● **Goal of the exercise**
Copy out every one of the following records, reproducing each line without any changes.

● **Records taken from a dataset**
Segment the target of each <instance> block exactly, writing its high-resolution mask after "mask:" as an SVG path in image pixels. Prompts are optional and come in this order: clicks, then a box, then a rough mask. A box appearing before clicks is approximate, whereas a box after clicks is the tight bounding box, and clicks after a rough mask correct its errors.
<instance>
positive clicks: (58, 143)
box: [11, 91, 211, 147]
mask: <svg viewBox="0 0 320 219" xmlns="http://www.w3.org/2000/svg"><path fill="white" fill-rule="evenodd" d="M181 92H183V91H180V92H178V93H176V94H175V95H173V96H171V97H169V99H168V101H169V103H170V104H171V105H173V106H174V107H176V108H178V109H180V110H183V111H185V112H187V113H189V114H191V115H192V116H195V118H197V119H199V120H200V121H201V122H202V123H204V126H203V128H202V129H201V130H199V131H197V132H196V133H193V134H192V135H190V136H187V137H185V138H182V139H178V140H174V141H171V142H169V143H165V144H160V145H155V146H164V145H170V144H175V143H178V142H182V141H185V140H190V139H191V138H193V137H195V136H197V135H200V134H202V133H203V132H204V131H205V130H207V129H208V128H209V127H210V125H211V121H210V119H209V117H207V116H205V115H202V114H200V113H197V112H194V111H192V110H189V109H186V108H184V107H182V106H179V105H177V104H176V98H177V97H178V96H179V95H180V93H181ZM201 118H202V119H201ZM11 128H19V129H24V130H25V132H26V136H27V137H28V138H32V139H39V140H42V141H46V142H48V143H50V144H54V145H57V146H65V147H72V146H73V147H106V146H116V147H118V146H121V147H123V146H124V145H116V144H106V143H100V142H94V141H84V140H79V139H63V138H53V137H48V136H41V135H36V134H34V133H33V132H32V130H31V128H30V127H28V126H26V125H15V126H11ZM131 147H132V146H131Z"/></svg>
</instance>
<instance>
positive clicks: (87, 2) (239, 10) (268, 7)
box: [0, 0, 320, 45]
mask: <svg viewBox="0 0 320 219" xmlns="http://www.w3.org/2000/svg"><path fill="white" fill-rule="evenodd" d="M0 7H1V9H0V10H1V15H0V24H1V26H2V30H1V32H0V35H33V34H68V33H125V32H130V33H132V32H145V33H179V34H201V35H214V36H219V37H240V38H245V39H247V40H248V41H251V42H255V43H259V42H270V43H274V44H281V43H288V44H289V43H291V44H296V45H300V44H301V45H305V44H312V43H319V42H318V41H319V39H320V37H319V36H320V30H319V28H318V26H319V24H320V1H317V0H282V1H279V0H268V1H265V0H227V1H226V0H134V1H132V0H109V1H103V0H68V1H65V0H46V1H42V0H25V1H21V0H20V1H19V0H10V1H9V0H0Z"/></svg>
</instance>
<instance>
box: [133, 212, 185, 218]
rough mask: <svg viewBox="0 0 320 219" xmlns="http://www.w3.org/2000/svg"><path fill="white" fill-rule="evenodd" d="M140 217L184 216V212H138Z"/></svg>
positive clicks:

● **The answer**
Segment the target of each <instance> block exactly, writing its high-resolution mask after "mask:" as an SVG path in image pixels. Prompts are optional and come in this order: clicks, then a box, then a rough mask. A box appearing before clicks is approximate, whereas a box after clicks is the tight bounding box, and clicks after a rough mask correct its errors.
<instance>
positive clicks: (58, 143)
box: [11, 91, 211, 147]
mask: <svg viewBox="0 0 320 219" xmlns="http://www.w3.org/2000/svg"><path fill="white" fill-rule="evenodd" d="M181 92H183V91H180V92H178V93H176V94H175V95H173V96H171V97H169V99H168V101H169V103H170V104H171V105H173V106H174V107H176V108H178V109H180V110H183V111H185V112H187V113H189V114H191V115H192V116H195V118H197V119H199V120H200V121H201V122H202V123H204V126H203V128H202V129H201V130H199V131H197V132H196V133H193V134H192V135H190V136H187V137H185V138H182V139H178V140H174V141H171V142H169V143H165V144H160V145H155V146H164V145H170V144H175V143H178V142H182V141H185V140H190V139H191V138H193V137H195V136H197V135H200V134H202V133H203V132H204V131H205V130H207V129H208V128H209V127H210V125H211V121H210V119H209V117H207V116H205V115H202V114H200V113H197V112H194V111H192V110H189V109H186V108H184V107H182V106H179V105H177V104H176V98H177V97H178V96H179V95H180V93H181ZM201 118H202V119H201ZM11 128H19V129H24V130H25V132H26V136H27V137H28V138H32V139H39V140H42V141H46V142H48V143H50V144H54V145H57V146H65V147H72V146H73V147H106V146H116V147H118V146H121V147H123V146H124V145H116V144H106V143H100V142H94V141H84V140H79V139H63V138H53V137H48V136H41V135H36V134H34V133H33V132H32V130H31V128H30V127H28V126H26V125H15V126H11ZM131 147H132V146H131Z"/></svg>
</instance>
<instance>
positive clicks: (87, 2) (239, 10) (268, 7)
box: [0, 0, 320, 45]
mask: <svg viewBox="0 0 320 219" xmlns="http://www.w3.org/2000/svg"><path fill="white" fill-rule="evenodd" d="M0 7H1V9H0V10H1V15H0V24H1V26H2V30H1V32H0V35H33V34H68V33H125V32H130V33H132V32H145V33H179V34H201V35H214V36H219V37H240V38H245V39H247V40H248V41H251V42H255V43H259V42H270V43H274V44H281V43H288V44H289V43H291V44H296V45H300V44H301V45H305V44H312V43H319V42H318V41H319V39H320V37H319V36H320V30H319V28H318V26H319V24H320V1H317V0H282V1H279V0H268V1H265V0H227V1H226V0H134V1H132V0H109V1H103V0H68V1H65V0H46V1H42V0H25V1H21V0H20V1H19V0H10V1H9V0H0Z"/></svg>
</instance>
<instance>
box: [133, 212, 185, 218]
rough mask: <svg viewBox="0 0 320 219" xmlns="http://www.w3.org/2000/svg"><path fill="white" fill-rule="evenodd" d="M140 217L184 216V212H138Z"/></svg>
positive clicks:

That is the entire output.